- _EXERCISE DESCRIPTION_
Rewrite the data below as a numbered list of its lines, skipping blank lines and omitting any picture.

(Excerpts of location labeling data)
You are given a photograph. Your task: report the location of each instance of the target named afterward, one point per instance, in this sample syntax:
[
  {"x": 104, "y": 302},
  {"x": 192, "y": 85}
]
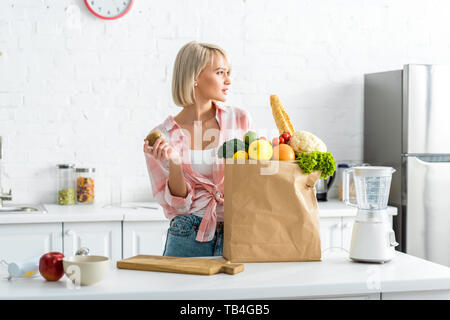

- _TASK OUTPUT_
1. You are given a photograph. Your task: report the location of each instance of the target named afterward, one point per instance, in this sample syntax:
2. [
3.   {"x": 104, "y": 302},
4.   {"x": 192, "y": 85}
5. ]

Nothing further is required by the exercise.